GIVEN EXERCISE » Rewrite every line of the records below as a JSON list of strings, one string per line, leaving out blank lines.

TASK INPUT »

===

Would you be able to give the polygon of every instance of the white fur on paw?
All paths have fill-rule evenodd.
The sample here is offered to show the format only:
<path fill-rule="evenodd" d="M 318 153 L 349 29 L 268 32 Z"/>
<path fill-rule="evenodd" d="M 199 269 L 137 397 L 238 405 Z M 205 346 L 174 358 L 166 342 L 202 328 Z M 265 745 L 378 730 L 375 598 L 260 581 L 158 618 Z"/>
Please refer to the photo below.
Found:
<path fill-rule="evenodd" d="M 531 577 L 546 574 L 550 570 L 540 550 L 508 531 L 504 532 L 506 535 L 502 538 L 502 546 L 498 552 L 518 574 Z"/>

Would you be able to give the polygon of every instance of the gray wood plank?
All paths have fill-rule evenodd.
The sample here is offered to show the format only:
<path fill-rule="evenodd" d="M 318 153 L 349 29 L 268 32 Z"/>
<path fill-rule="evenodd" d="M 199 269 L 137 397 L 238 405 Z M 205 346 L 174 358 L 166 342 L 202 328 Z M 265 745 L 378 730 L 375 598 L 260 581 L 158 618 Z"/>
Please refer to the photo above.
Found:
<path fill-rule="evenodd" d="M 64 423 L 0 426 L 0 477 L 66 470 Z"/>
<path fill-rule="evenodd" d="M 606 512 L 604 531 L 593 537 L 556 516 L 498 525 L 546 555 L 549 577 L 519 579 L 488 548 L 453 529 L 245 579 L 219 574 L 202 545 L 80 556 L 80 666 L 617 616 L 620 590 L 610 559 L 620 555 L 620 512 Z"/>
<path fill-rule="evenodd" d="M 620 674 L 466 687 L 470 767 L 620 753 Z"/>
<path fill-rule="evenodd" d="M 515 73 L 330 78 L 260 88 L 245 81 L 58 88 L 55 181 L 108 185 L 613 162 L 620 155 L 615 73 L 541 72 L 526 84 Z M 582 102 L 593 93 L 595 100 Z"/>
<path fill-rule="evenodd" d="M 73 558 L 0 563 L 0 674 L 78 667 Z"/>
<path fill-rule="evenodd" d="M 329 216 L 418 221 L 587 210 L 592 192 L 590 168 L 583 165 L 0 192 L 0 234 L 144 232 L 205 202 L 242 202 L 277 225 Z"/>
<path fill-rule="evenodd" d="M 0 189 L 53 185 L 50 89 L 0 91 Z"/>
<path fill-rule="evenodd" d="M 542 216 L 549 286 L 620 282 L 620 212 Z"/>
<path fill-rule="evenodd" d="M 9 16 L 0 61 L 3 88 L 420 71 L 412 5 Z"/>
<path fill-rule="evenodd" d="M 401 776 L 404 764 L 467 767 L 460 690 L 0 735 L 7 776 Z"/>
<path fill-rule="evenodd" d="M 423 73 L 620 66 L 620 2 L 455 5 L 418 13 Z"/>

===

SOLUTION FOR THIS PROBLEM »
[
  "Would you be able to give the polygon of every instance of the white fur on paw?",
  "All paths have fill-rule evenodd.",
  "The sample here is offered to show the format only:",
  "<path fill-rule=\"evenodd\" d=\"M 318 153 L 349 29 L 268 32 Z\"/>",
  "<path fill-rule=\"evenodd\" d=\"M 199 269 L 137 397 L 238 405 Z M 205 346 L 174 358 L 166 342 L 202 328 Z M 265 745 L 378 730 L 375 598 L 260 581 L 158 618 Z\"/>",
  "Please refer to the photo below.",
  "Found:",
  "<path fill-rule=\"evenodd\" d=\"M 531 577 L 546 574 L 550 570 L 540 550 L 508 531 L 504 532 L 506 535 L 502 538 L 502 546 L 498 552 L 518 574 Z\"/>",
  "Would you be able to give the polygon of every instance of the gray wood plank?",
  "All paths have fill-rule evenodd.",
  "The sample here is offered to show the format only:",
  "<path fill-rule=\"evenodd\" d=\"M 318 153 L 349 29 L 268 32 Z\"/>",
  "<path fill-rule=\"evenodd\" d=\"M 199 269 L 137 397 L 238 405 Z M 205 346 L 174 358 L 166 342 L 202 328 Z M 265 745 L 378 730 L 375 598 L 260 581 L 158 618 Z\"/>",
  "Please refer to the photo above.",
  "Found:",
  "<path fill-rule=\"evenodd\" d=\"M 64 423 L 0 426 L 0 477 L 66 470 Z\"/>",
  "<path fill-rule=\"evenodd\" d=\"M 606 512 L 604 531 L 593 537 L 556 516 L 498 525 L 546 555 L 549 577 L 519 579 L 488 548 L 453 529 L 245 579 L 219 574 L 202 545 L 80 556 L 80 666 L 617 616 L 620 590 L 610 559 L 620 555 L 620 512 Z\"/>",
  "<path fill-rule=\"evenodd\" d=\"M 620 674 L 466 687 L 470 767 L 620 753 Z\"/>",
  "<path fill-rule=\"evenodd\" d=\"M 515 73 L 330 78 L 260 88 L 245 81 L 58 88 L 55 181 L 108 185 L 613 162 L 620 155 L 615 73 L 541 72 L 526 84 Z M 582 102 L 593 93 L 595 100 Z\"/>",
  "<path fill-rule=\"evenodd\" d=\"M 73 558 L 0 563 L 0 674 L 78 667 Z\"/>",
  "<path fill-rule=\"evenodd\" d=\"M 329 216 L 418 221 L 587 210 L 592 192 L 590 168 L 583 165 L 0 192 L 0 234 L 144 232 L 205 202 L 242 202 L 277 225 Z\"/>",
  "<path fill-rule=\"evenodd\" d=\"M 0 189 L 53 185 L 50 89 L 0 91 Z\"/>",
  "<path fill-rule=\"evenodd\" d=\"M 542 216 L 549 286 L 620 282 L 620 212 Z\"/>",
  "<path fill-rule=\"evenodd\" d=\"M 9 16 L 0 61 L 3 88 L 420 71 L 412 5 Z\"/>",
  "<path fill-rule=\"evenodd\" d=\"M 401 776 L 404 764 L 467 767 L 460 690 L 0 735 L 7 776 Z\"/>",
  "<path fill-rule=\"evenodd\" d=\"M 423 73 L 620 66 L 620 2 L 455 5 L 418 13 Z\"/>"
]